● **WHAT YOU SHOULD DO**: Give the records below again, word for word. No pictures belong in the copy.

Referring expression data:
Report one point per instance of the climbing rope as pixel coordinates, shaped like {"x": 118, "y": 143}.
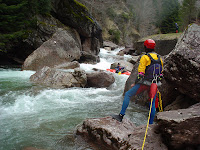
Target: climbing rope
{"x": 160, "y": 102}
{"x": 147, "y": 124}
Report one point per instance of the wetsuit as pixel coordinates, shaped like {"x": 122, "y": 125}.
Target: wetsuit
{"x": 139, "y": 87}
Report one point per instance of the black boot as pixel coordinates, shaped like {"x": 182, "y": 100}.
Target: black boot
{"x": 118, "y": 117}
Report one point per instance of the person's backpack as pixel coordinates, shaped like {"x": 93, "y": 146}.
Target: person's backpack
{"x": 154, "y": 69}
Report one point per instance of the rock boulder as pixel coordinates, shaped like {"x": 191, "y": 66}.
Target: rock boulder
{"x": 182, "y": 65}
{"x": 180, "y": 128}
{"x": 59, "y": 79}
{"x": 165, "y": 43}
{"x": 64, "y": 46}
{"x": 119, "y": 135}
{"x": 100, "y": 79}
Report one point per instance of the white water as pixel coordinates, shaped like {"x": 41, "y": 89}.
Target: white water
{"x": 41, "y": 117}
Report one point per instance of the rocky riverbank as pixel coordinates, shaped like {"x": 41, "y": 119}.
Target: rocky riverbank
{"x": 175, "y": 129}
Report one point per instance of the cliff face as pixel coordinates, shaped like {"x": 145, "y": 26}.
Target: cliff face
{"x": 65, "y": 14}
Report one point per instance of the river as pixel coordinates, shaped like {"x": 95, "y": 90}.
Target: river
{"x": 46, "y": 118}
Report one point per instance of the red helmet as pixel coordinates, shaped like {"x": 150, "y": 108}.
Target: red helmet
{"x": 150, "y": 44}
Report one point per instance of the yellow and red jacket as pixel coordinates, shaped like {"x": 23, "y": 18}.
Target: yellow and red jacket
{"x": 146, "y": 61}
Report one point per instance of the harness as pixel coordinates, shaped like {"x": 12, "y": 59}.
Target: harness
{"x": 153, "y": 71}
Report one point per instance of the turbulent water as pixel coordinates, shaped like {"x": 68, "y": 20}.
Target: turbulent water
{"x": 46, "y": 118}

● **SOLUTION FOR THIS PROBLEM**:
Report one point per instance of the climbing rope as pixel coordinates, shaped like {"x": 118, "y": 143}.
Target: climbing rope
{"x": 160, "y": 102}
{"x": 147, "y": 124}
Report one point per instance of the wetsuit as pixel coordinates, shaped like {"x": 122, "y": 125}.
Target: wetsuit
{"x": 139, "y": 87}
Report one point per instance of the black boot as pixel coordinates, shaped like {"x": 182, "y": 100}.
Target: black boot
{"x": 118, "y": 117}
Report one point per instance of the person's backpack as pixel coordinates, shaped like {"x": 93, "y": 146}.
Target: person's backpack
{"x": 154, "y": 69}
Report one point per instance of the rock boulder as pixel coordinates, shaped like {"x": 191, "y": 66}.
Target: rock boulder
{"x": 182, "y": 65}
{"x": 180, "y": 128}
{"x": 59, "y": 79}
{"x": 165, "y": 43}
{"x": 64, "y": 46}
{"x": 119, "y": 135}
{"x": 100, "y": 79}
Report one point per instance of the white water as pixel coordinates, shaped like {"x": 41, "y": 89}.
Target: white water
{"x": 41, "y": 117}
Report one point per instance of the rocky riverbank as pixel coordinates, shaped like {"x": 41, "y": 119}.
Target: rocky riverbank
{"x": 175, "y": 129}
Report one point per instance of the cliff face as pixel coordinates, shaped like {"x": 145, "y": 26}.
Target: cliff face
{"x": 65, "y": 14}
Report one point per instance of the river as pixel coordinates, shaped like {"x": 95, "y": 90}.
Target: river
{"x": 46, "y": 118}
Report one point per instance of the red helmet as pixel coordinates, shaped like {"x": 150, "y": 108}.
Target: red helmet
{"x": 150, "y": 44}
Report one point per instance of the yellow and red jacket as pixel coordinates, shaped like {"x": 23, "y": 18}.
Target: yellow and red jacket
{"x": 146, "y": 61}
Report one point per instance of the harness as pixel coordinates, shaped like {"x": 12, "y": 59}.
Target: harness
{"x": 153, "y": 71}
Report one point per instance of the turbulent water as pixel coordinates, shaped like {"x": 68, "y": 20}.
Target: turbulent water
{"x": 46, "y": 118}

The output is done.